"""
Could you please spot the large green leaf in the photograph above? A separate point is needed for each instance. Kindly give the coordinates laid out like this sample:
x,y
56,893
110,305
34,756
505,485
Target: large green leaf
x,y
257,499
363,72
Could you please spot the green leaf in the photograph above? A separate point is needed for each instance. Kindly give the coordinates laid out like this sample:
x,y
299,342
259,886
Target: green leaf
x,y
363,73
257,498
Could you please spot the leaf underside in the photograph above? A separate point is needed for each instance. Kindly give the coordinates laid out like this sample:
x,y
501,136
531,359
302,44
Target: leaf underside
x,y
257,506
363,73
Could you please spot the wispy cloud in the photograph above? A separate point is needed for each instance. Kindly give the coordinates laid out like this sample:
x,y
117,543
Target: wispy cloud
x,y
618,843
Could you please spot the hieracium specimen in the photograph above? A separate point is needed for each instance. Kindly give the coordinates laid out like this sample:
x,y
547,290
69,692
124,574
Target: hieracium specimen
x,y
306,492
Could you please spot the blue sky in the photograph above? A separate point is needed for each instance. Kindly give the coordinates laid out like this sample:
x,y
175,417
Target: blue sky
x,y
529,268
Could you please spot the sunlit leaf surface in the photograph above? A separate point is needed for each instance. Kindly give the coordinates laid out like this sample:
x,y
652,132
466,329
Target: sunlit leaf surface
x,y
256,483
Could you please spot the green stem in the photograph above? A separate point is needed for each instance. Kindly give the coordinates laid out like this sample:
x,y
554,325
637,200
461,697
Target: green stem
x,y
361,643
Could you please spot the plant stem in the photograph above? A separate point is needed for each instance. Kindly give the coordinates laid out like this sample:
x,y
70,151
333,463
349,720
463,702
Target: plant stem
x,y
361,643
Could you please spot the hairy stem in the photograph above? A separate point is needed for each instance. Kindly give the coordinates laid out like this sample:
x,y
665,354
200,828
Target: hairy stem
"""
Return verbatim the lines of the data above, starting at the line containing "Could you please spot the plant" and running through the last line of the data, both ends included.

Could you please spot the plant stem in the photograph above? A separate point is needed for each instance. Kindly give the coordinates laid out like this sample:
x,y
70,151
333,463
349,720
463,702
Target: plant stem
x,y
361,643
Could you please spot the hairy stem in the photograph above? A separate point is needed for each instance. Kindly give the coordinates laid out like this sample:
x,y
665,354
200,828
Target: hairy stem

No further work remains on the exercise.